● Aim of the exercise: Search the entries for the word "basketball". Copy every line where it turns up.

═════ Records for this task ═════

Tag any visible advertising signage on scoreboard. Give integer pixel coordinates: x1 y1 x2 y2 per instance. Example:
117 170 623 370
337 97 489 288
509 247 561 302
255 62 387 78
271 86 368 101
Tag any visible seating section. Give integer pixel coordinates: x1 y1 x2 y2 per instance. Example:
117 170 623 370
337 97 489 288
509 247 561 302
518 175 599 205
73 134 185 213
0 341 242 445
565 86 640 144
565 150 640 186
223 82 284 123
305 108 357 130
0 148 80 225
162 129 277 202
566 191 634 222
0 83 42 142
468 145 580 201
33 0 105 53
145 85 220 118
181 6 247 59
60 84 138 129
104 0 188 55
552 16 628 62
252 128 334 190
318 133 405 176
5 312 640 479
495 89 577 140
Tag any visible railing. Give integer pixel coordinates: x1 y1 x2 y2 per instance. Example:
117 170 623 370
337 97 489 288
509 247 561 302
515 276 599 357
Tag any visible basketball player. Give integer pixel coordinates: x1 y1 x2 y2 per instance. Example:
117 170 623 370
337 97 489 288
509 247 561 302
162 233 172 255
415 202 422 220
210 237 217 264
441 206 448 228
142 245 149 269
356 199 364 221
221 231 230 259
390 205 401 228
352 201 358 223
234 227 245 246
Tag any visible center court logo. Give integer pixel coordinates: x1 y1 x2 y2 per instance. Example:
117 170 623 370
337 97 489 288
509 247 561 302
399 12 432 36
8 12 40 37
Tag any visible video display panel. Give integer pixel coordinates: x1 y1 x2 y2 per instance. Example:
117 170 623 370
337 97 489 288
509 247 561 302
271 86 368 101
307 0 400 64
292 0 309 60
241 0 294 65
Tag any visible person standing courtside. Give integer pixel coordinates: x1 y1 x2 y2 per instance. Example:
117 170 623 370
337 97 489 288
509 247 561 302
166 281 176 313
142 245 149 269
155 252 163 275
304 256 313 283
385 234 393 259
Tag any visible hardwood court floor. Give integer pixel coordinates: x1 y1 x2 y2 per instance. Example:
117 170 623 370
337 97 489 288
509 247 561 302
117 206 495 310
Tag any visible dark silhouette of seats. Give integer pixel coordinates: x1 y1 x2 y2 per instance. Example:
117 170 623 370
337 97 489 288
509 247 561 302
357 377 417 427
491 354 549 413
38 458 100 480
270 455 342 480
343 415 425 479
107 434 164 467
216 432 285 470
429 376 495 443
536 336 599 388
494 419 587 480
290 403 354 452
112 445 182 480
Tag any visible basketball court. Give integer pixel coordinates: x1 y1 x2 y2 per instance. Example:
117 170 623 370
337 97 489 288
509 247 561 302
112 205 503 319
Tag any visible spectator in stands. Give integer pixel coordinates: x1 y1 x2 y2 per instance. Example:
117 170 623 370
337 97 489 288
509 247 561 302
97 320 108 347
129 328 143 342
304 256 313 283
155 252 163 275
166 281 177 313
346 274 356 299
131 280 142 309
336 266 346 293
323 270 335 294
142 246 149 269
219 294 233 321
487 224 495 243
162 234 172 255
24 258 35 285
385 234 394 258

═════

● Reply to the exercise:
Tag any visible basketball player. Give integer pixel coordinates: x1 y1 x2 y2 per instance. Example:
Tag any visible basketball court. Give integer pixel coordinates: x1 y1 x2 y2 per instance. Example:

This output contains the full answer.